Extrait du document
════

Les faussaires

Dans ce quatrième épisode, c’est le cas des faussaires qui est évoqué.

 

Nous nous sommes intéressés de plus près au faux-monnayage, c’est-à-dire ce que l’on définit généralement comme l’imitation de la monnaie, la falsification des pièces et billets de banque (ou autres moyens de paiement).

Le faux-monnayage est une pratique très ancienne et les faussaires ont des motivations variées.

En premier lieu, on pense à l’appât du gain. En effet, la contrefaçon des pièces et des billets de banque peut générer des revenus plus ou moins importants. La motivation du faussaire peut aussi être politique. Ainsi, au cours de l’histoire, des souverains ont fait battre des pièces de moindre valeur en les faisant passer pour les pièces authentiques.

Un autre mobile politique consiste en la falsification de la monnaie d’un pays ennemi. Les opérations « Andreas » et « Bernhard » en sont des exemples célèbres. Les objectifs étaient de falsifier la livre sterling et d’inonder le marché britannique avec cette monnaie en vue de miner la confiance des marchés. Dans un deuxième temps, il s’agissait de pourvoir l’armée allemande en ressources monétaires supplémentaires.

La pratique du faux-monnayage peut avoir de lourdes conséquences, du commerçant payé avec de faux billets à l’économie d’une nation déstabilisée.

Par conséquent, la falsification des moyens de paiement est lourdement punie.

 

Deux affaires dans le Puy-de-Dôme ont retenu notre attention.


Affaire Cavard-Bonnenfant – U 24 376

 

Les faits :

 

Deux citoyens clermontois sont arrêtés le 22 avril 1939 à leur domicile, rue Forosan[1].  D’une part, Pierre-Maurice Cavard, (51 ans), sans profession ni domicile fixe. Il est accusé de contrefaçon sur des pièces de 5 Francs (Fr)  et de tentative d’écoulement de fausse monnaie. Le 15 avril 1939, alors qu’il vient de réaliser ses fausses pièces, il essaye d’acheter deux paquets « kub » chez une épicière de la rue Ramond, Georgette Vignon, et de payer un verre de vin rouge chez le restaurateur Louis Eustache, rue Jolie. L’escroquerie échoue deux fois : l’épicière refuse la pièce ; le restaurateur, qui se laisse d’abord abuser, rattrape Cavard dans la rue, exige son dû mais conserve la fausse pièce. L’incident aurait pu en rester là si les deux commerçants n’ébruitaient l’affaire auprès des forces de police. G. Vignon dépose une plainte le 18 avril ; quant à L. Eustache, le 24 avril, il donne à la police la fausse pièce de 5 Fr qu’il a confisquée. Les témoins reconnaissent Cavard lors d’une confrontation. L’autre inculpée est Françoise Bonnenfant (67 ans), veuve Bergoin, une ancienne commerçante. On l’accuse d’avoir laissé son acolyte, Cavard, utiliser sa cuisine pour en faire un atelier de faux-monnayage et d’avoir essayé d’écouler une pièce de 5 Fr en la sachant fausse, chez une certaine Marie Robert, gérante d’une succursale des Economats du Centre, située rue de la Treille.

════

Extrait des données
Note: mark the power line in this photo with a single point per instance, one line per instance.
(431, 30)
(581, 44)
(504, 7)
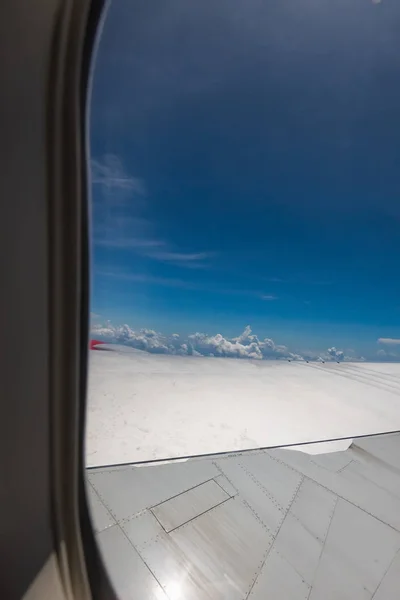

════

Reprenez le texte sur les faussaires juste après sa dernière phrase et poursuivez-en la rédaction.

Résultat obtenu
[1] Rue qui touche la rue de la Treille et se trouve derrière l’actuel Conservatoire de musique.


L’enquête : 

 

Pierre Cavard est né le 22 décembre 1888 à Clermont-Fd. Son père était pâtissier. Il a fait ses études à l’école des Frères, place Sugny, où il aurait obtenu son certificat d’études. Il exécute différents métiers, notamment à la taillerie de Royat (1905), à l’usine Bergougnan (avril 1911) et à l’usine Torilhon. Il accomplit son service militaire à Riom, au 105e régiment d’infanterie, avant d’être réformé au bout d’un an (1909-1910). Il participe très brièvement à la Grande Guerre. En effet, intégré en février 1915 dans le 2e régiment de Zouaves, il se retrouve versé dans le service auxiliaire en mars avant d’être immatriculé aux sections métropolitaines d’exclus début septembre. Car la justice le poursuit pour fabrication et émission de fausse monnaie : les cours d’Assises du Rhône (26 juillet 1915) et du Puy-de-Dôme (11 avril 1916[1]) confondent leurs peines respectives et condamnent Cavard à  5 ans de réclusion et 100 Fr d’amende. Une fois sa peine purgée à la Maison centrale de Riom (mai 1916-avril 1920), Cavard se fait embaucher à l’usine Bergougnan (mai 1920- août 1923).  Puis il part pour la région parisienne (1923-1931) en compagnie de sa femme, Henriette Lebrun dont il finit par divorcer. De retour sur Clermont et Royat,  il se fait embaucher chez Métenier caoutchouc (Chamalières, juin 1931-décembre 1932).

Il entre au service de la veuve Bergoin. Si les rapports de police présentent Cavard comme un « ouvrier sans histoire » pour la période antérieure à 1931, c’est tout le contraire pour celle qui suit : « vous êtes représenté comme un individu de conduite et de moralité défavorables, vivant uniquement d’expédients, ayant de mauvaises fréquentations et adonné à des mœurs spéciales. Il est signalé que vous vivez au crochet de votre patronne et maîtresse, la Vve Bergoin, que vous vous adonniez à l’ivrognerie et que vous étiez un habitué des maisons de tolérance ». Qui plus est, on signale que Cavard a été inculpé par la justice à de multiples reprises. En décembre 1933, il écope d’un mois d’emprisonnement pour recel et mendicité, par le Tribunal correctionnel de Clermont-Fd. En avril 1935, deux mois d’emprisonnement et 5 Fr d’amende pour mendicité en réunion et ivresse. En juin 1937, 60 Fr d’amende pour remise en circulation de pièces fausses.



[1] Cavard n’est pas le seul condamné. Figurent des complices : deux Clermontois, Michel-Eugène Seguin (né en 1890), artiste de music-hall, et Pierre Bardin (1889), garçon de café ainsi qu’une jeune femme immigrée, Emilia Morandi dite « Aimée », marchande foraine, née à Cronstadt en Russie.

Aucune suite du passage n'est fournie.